**Set of tasks:**
(1) Reproduce the part of the passage on presumptive evidence that starts with "forgotten, as observed" and goes on through "102 Mo. 374.".
(2) According to the passage on presumptive evidence, what is the chief danger when dealing with such evidence?
(3) Write a continuation of the passage on presumptive evidence, picking up after its final sentence.

In another work of merit, the same line of thought is pursued, thus: "The hypothesis of delinquency should be consistent with all the facts proved. The chief danger to be avoided when dealing with presumptive evidence arises from a proneness natural to man, to jump to conclusions from certain facts, without duly adverting to others which are inconsistent with the hypothesis which those facts seem to indicate. . It should never be

forgotten, as observed by an able writer on the law of evidence, that all facts and circumstances which have really happened were perfectly consistent with each other, for they did actually so consist; an inevitable consequence of which is that, if any of the circumstances established in evidence, is absolutely inconsistent with the hypothesis of the guilt of the accused, that hypothesis cannot be true." 2 Best, Ev. (Morgan's Notes) § 451.

This familiar principle of evidentiary law is frequently enunciated in criminal reports. People v. Cunningham, 6 Park. Crim. Rep. 398; People v. Strong, 30 Cal. 151; Harrison v. State, 6 Tex. App. 42; State v. Moxley, 102 Mo. 374.

**Given information:**
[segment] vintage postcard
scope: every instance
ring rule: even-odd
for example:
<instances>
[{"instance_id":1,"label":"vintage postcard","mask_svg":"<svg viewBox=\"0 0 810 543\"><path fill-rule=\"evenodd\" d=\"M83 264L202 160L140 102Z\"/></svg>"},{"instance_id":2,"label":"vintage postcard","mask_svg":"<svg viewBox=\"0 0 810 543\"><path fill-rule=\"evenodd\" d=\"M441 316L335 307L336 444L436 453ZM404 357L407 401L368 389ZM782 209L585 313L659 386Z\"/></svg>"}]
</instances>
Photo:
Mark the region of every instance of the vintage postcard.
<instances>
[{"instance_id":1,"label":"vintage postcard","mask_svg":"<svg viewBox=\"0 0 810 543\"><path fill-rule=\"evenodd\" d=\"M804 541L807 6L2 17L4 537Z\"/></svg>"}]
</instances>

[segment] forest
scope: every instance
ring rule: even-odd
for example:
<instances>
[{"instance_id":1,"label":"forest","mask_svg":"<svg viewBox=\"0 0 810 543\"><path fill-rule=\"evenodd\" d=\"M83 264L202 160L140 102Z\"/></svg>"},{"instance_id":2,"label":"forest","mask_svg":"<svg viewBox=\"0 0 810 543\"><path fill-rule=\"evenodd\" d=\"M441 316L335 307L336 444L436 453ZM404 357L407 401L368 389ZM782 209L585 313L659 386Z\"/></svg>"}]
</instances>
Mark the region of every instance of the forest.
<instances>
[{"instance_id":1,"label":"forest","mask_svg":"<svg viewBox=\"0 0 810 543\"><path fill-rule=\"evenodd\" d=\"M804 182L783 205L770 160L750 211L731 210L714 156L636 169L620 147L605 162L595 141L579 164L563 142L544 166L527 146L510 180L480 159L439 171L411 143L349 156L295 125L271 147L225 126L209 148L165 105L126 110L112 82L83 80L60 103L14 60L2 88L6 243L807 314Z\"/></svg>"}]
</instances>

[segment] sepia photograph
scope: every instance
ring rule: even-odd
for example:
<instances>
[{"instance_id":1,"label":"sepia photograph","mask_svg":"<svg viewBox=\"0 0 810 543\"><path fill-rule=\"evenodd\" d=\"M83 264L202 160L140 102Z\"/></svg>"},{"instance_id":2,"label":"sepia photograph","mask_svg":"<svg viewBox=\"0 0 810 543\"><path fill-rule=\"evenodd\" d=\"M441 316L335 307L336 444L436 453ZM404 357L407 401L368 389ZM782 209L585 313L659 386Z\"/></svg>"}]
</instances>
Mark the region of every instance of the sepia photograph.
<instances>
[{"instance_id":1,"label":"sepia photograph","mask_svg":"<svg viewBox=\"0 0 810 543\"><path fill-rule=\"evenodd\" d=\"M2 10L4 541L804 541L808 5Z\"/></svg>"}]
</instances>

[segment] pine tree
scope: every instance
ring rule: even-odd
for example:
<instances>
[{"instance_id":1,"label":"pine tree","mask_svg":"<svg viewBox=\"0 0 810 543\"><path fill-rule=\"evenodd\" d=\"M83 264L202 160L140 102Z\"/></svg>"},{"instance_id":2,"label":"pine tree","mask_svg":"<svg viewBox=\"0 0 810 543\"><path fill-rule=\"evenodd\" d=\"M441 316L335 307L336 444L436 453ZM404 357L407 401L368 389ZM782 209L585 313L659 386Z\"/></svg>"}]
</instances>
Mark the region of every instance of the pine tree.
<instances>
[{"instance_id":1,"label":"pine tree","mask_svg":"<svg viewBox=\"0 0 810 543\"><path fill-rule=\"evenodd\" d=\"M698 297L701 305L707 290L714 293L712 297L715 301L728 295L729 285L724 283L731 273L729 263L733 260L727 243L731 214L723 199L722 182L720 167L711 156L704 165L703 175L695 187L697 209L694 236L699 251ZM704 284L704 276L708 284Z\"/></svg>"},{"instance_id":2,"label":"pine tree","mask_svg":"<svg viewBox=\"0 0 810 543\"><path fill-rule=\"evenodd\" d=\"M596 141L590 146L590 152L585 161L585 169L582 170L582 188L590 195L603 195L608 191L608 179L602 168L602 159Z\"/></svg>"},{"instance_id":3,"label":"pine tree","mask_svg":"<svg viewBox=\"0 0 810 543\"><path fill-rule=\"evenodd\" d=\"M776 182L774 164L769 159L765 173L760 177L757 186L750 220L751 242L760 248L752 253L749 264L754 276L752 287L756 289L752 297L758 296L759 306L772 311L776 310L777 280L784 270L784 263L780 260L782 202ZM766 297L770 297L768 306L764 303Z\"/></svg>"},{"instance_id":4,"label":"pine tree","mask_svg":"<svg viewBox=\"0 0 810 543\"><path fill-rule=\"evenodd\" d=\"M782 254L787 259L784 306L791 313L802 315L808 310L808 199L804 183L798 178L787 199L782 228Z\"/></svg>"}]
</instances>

**Expected outputs:**
(1)
forgotten, as observed by an able writer on the law of evidence, that all facts and circumstances which have really happened were perfectly consistent with each other, for they did actually so consist; an inevitable consequence of which is that, if any of the circumstances established in evidence, is absolutely inconsistent with the hypothesis of the guilt of the accused, that hypothesis cannot be true." 2 Best, Ev. (Morgan's Notes) § 451.

This familiar principle of evidentiary law is frequently enunciated in criminal reports. People v. Cunningham, 6 Park. Crim. Rep. 398; People v. Strong, 30 Cal. 151; Harrison v. State, 6 Tex. App. 42; State v. Moxley, 102 Mo. 374.

(2) The chief danger comes from a natural human tendency to jump to conclusions from certain facts without duly considering other facts that are inconsistent with the hypothesis those facts seem to indicate.

(3)
"Where there is nothing but the evidence of circumstances to guide you," said Mr. Justice Bailey, "those circumstances ought to be closely and necessarily connected, and to be made as clear as if there were absolute and positive proof." Rex v. Downing, Salop Summer Assizes, 1822. Every circumstance, therefore, which is not clearly shown to be really connected as its correlative with the hypothesis it is supposed to support, must be rejected from the judicial balance; in other words, it must be distinctly established that there exists between the factum probandum and the facts which are adduced in proof of it, a real connection, either evident and necessary, or so highly probable as to admit of no other reasonable explanation. See Mittermaier, chap. 55, 57; Wills, Circ. Ev. chap. 6, pp. 173, 174.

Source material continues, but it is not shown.